Detailed evaluation of NER model trained from Prodigy annotations

Hi everyone,
I have been using Prodigy for a couple of weeks now and finding it extremely useful and intuitive. The ability to train spaCy models directly is also a really nice feature.
I am, however, a little stuck in my process of annotation/validation of models predictions. I follow the following flow:

  • Create a few terms, use sense2vec to enrich that list
  • Make a few annotations
  • Train model
  • Iterate with more annotations and further training.

However, I'm finding it quite hard to evaluate the model beyond the top line metrics of training. Usually, if this were a scikit-learn model, I might be able to load the ground truth labels, score using the model, and then explore the records where there is a mismatch. This is usually helpful to understand if the model might be actually picking up additional positive examples I didn't label.

I can't seem to find a straight forward way of doing a similar analysis in either Prodigy or spaCy. So my eyeball eval flow looks like:

  • db-export dataset with gold annotations
  • load into spaCy trained model
  • iterate over exported annotations and load the "text" into spaCy Doc objects, extract the entities.
  • extract entities from annotations
  • load both entities from annotations and from model predictions to dataframe.

Then I can inspect the results and see where the model is either predicting additional valid examples, which examples is finding hard to match, etc.

However, the above seems rather an involved way of carrying out the process, maybe there's a better way?
Any help is really appreciated!

Thank you!

Hi! If your goal is to put together a dataframe and explore the predictions, a simpler solution would be to run data-to-spacy to export your annotations in spaCy's format. You can use this for training, and also for easy access to the annotations.

Under the hood, the .spacy files are just collections of Doc objects. So if you load them back in, you get a Doc object with doc.ents, just like you'd get from running a model over your text: You can then compare those entities to the predictions by one or more models on the same text, and store the results or differences in a dataframe.

────────────────────────────────────────

Written request
Reproduce verbatim the portion of the forum thread above starting with "Then I can inspect" and going on through "in a dataframe.".

Data extract

────────────────────────────────────────

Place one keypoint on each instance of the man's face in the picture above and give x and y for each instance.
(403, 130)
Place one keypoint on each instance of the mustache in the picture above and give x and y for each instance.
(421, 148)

────────────────────────────────────────

Solved problem
Then I can inspect the results and see where the model is either predicting additional valid examples, which examples is finding hard to match, etc.

However, the above seems rather an involved way of carrying out the process, maybe there's a better way?
Any help is really appreciated!

Thank you!

Hi! If your goal is to put together a dataframe and explore the predictions, a simpler solution would be to run data-to-spacy to export your annotations in spaCy's format. You can use this for training, and also for easy access to the annotations.

Under the hood, the .spacy files are just collections of Doc objects. So if you load them back in, you get a Doc object with doc.ents, just like you'd get from running a model over your text: You can then compare those entities to the predictions by one or more models on the same text, and store the results or differences in a dataframe.